How to complete this task - In the records below, find the line containing "In this exercise you will mark the camper"; restate it and every later line word for word, through the last.

[[ Task inputs, beginning ]]

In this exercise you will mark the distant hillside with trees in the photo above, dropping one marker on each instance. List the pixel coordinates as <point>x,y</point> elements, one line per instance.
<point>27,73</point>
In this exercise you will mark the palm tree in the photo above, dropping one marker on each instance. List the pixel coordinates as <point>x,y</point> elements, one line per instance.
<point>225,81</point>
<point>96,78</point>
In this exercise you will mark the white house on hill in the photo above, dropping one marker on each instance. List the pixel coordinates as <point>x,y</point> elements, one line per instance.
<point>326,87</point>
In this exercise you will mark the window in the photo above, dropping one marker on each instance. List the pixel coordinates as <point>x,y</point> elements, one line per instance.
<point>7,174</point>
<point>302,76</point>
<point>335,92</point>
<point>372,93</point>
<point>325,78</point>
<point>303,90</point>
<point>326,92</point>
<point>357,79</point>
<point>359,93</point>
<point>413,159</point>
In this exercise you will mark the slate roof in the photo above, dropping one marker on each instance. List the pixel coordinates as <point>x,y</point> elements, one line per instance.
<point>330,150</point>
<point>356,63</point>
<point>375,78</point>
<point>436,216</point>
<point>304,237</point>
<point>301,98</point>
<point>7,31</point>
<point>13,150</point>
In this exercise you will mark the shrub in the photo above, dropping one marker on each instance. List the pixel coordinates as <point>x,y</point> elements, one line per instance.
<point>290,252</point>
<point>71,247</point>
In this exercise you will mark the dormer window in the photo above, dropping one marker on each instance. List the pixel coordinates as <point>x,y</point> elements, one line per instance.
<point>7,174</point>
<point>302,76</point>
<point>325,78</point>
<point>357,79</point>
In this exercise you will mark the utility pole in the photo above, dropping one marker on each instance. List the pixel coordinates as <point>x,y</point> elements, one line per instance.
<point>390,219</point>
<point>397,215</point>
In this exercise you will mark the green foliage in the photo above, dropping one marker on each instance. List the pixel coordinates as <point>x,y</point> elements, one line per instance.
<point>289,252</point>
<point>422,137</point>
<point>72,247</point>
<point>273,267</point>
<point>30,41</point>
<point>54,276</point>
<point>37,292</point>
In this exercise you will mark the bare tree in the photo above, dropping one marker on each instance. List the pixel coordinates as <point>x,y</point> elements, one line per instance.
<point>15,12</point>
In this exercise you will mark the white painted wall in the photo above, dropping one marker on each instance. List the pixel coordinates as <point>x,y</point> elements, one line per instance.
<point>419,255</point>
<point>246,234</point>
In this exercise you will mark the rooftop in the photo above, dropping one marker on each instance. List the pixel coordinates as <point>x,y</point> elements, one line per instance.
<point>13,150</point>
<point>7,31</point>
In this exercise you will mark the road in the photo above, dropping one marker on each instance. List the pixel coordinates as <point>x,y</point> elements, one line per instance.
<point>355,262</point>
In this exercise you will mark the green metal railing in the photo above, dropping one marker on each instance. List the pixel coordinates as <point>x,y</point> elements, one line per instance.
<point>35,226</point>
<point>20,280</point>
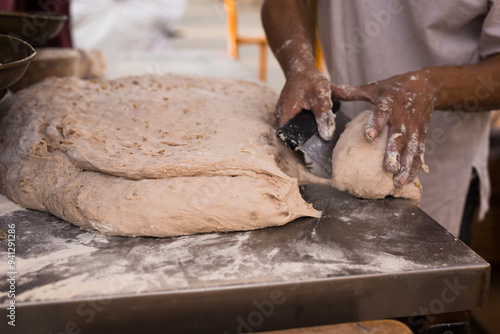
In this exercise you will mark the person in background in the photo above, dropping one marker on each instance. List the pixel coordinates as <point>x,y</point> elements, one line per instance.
<point>429,69</point>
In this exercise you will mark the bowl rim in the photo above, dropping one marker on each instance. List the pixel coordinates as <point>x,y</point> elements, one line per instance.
<point>34,15</point>
<point>20,61</point>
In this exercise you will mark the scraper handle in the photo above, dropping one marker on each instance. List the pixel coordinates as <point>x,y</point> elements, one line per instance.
<point>301,127</point>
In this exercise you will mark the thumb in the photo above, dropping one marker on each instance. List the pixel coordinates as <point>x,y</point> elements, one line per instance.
<point>352,93</point>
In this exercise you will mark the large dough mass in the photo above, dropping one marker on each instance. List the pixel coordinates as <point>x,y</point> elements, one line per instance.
<point>151,156</point>
<point>357,165</point>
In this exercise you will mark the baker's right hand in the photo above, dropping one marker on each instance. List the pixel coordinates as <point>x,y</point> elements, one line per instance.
<point>308,90</point>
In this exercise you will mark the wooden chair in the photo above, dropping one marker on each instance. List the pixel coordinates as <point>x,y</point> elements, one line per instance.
<point>234,39</point>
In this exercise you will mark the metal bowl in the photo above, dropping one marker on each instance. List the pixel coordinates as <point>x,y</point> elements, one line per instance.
<point>34,28</point>
<point>15,56</point>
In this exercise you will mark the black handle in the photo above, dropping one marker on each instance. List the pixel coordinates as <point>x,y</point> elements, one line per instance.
<point>301,127</point>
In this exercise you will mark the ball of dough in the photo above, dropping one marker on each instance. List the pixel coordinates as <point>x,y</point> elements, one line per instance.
<point>358,165</point>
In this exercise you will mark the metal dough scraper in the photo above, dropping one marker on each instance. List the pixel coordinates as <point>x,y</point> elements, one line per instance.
<point>301,133</point>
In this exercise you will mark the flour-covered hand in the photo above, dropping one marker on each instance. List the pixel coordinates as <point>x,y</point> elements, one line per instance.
<point>405,103</point>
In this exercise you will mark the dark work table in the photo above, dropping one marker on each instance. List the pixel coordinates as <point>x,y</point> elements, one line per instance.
<point>362,260</point>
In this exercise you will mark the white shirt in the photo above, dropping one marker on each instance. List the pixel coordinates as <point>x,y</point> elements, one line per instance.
<point>369,40</point>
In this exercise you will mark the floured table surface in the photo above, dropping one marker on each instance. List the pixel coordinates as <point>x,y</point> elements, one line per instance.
<point>362,260</point>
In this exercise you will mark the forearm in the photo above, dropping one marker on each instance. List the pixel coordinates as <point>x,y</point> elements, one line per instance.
<point>467,88</point>
<point>290,33</point>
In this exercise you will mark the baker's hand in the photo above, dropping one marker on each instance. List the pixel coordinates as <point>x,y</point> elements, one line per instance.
<point>308,90</point>
<point>404,102</point>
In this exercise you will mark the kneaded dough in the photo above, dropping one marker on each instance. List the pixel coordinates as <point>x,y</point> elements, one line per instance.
<point>358,165</point>
<point>150,156</point>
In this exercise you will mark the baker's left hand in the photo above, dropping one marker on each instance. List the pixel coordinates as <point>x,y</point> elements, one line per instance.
<point>405,103</point>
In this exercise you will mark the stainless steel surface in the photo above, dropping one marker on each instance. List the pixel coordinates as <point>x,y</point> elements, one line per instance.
<point>362,260</point>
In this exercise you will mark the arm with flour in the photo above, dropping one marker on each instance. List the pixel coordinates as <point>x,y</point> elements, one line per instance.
<point>290,32</point>
<point>405,102</point>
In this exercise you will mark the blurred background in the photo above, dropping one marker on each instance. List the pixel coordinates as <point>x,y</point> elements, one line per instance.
<point>190,29</point>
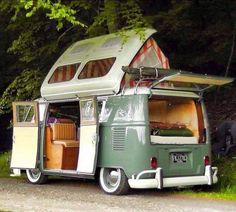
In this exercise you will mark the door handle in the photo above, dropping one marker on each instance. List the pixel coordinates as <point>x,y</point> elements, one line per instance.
<point>94,139</point>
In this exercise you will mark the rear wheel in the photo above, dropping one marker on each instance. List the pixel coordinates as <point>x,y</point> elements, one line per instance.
<point>113,181</point>
<point>35,176</point>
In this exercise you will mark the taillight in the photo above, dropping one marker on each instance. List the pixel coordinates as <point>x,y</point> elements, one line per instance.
<point>206,160</point>
<point>153,163</point>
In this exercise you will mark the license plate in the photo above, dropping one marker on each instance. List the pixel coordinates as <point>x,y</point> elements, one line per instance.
<point>179,157</point>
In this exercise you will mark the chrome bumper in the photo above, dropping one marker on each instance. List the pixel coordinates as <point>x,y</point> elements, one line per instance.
<point>159,182</point>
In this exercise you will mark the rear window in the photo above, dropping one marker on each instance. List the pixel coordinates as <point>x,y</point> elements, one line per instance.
<point>96,68</point>
<point>64,73</point>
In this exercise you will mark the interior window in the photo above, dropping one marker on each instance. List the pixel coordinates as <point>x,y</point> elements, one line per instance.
<point>96,68</point>
<point>173,117</point>
<point>64,73</point>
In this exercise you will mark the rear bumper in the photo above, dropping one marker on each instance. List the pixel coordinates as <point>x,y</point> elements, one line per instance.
<point>209,178</point>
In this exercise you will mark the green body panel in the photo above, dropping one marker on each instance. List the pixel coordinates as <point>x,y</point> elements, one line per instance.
<point>125,141</point>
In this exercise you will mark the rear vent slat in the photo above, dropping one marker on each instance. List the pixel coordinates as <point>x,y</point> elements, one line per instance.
<point>118,138</point>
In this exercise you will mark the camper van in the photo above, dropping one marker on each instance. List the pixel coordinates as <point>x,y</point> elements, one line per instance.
<point>115,110</point>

[[ Task inputs, end ]]

Result of the task -
In this exercise you will mark the camper van in the photo above, dropping one marker on each instance. List the pixel coordinates as <point>x,y</point> elements, one line per instance.
<point>115,110</point>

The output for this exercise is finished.